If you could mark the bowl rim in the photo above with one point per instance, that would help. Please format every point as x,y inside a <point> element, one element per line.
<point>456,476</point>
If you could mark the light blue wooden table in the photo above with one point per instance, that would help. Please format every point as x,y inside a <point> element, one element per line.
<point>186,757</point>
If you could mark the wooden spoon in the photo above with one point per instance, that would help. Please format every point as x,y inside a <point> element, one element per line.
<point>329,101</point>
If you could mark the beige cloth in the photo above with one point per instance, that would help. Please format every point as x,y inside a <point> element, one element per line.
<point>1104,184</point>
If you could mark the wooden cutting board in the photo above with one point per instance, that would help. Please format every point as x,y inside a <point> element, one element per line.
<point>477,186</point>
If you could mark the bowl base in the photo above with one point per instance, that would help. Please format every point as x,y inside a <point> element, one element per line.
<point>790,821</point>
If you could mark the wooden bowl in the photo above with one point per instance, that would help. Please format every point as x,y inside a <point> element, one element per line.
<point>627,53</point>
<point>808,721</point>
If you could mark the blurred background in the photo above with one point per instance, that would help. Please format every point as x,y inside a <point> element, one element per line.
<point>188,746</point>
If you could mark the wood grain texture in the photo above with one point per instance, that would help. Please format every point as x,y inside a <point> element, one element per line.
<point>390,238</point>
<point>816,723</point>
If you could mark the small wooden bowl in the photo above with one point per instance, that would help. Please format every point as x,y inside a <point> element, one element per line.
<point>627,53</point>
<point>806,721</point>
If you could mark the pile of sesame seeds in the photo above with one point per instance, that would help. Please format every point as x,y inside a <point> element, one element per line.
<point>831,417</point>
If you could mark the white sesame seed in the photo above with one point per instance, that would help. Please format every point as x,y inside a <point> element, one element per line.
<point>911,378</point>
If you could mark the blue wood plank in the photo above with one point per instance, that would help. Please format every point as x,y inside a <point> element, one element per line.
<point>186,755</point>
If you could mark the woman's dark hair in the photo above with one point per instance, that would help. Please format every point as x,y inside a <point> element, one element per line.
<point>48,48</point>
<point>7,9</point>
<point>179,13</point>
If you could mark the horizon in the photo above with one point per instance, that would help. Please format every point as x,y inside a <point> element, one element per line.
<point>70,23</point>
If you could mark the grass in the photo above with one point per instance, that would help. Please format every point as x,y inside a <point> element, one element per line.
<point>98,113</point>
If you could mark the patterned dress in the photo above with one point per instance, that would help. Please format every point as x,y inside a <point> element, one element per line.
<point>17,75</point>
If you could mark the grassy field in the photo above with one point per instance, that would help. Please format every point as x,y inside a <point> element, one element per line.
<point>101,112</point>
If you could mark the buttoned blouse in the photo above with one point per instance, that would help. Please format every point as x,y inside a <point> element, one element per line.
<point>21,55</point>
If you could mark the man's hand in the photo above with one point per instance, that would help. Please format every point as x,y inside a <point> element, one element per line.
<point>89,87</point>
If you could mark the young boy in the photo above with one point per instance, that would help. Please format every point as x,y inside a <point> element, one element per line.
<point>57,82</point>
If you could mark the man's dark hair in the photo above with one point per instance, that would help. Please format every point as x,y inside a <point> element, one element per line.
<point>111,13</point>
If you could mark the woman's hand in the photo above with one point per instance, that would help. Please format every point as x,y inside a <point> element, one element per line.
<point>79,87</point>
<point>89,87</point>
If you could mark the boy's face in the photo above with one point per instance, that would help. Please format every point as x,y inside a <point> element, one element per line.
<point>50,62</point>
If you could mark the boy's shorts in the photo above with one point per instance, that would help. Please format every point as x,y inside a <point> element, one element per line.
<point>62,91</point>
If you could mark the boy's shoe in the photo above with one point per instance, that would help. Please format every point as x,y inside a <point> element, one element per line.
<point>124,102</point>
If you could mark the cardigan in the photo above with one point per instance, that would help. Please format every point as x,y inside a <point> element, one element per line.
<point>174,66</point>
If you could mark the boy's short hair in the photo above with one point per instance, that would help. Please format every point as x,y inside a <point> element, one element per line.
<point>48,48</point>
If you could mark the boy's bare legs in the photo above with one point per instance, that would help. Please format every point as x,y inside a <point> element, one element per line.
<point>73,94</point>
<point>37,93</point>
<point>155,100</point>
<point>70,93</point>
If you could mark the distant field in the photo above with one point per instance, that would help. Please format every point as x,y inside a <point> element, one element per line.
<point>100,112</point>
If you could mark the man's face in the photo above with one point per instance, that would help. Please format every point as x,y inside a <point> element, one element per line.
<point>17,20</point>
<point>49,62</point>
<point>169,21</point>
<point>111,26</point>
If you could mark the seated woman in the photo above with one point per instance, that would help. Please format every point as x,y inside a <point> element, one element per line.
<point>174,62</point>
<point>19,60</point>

■ ■ ■

▸ The request
Transcribe, character for character, the lines from the start of the records up to and including the line containing "<point>1104,184</point>".

▸ Finished task
If you could mark the bowl rim in the photo above with one point per instance, that would help. Please format every point as x,y inside a <point> element, one element per line.
<point>456,476</point>
If you could mark the light blue wooden table in the photo above with one point per instance, that would help. Please format every point as x,y inside a <point> element, one element per line.
<point>186,757</point>
If you could mark the wooden spoon in the photo above with one point per instance, that would help. Please format every point as x,y inside a <point> element, one element per line.
<point>329,101</point>
If you could mark the beige cloth in the photo above with one point per instance, that would help. Please format every point as x,y inside a <point> element, one element per line.
<point>1104,184</point>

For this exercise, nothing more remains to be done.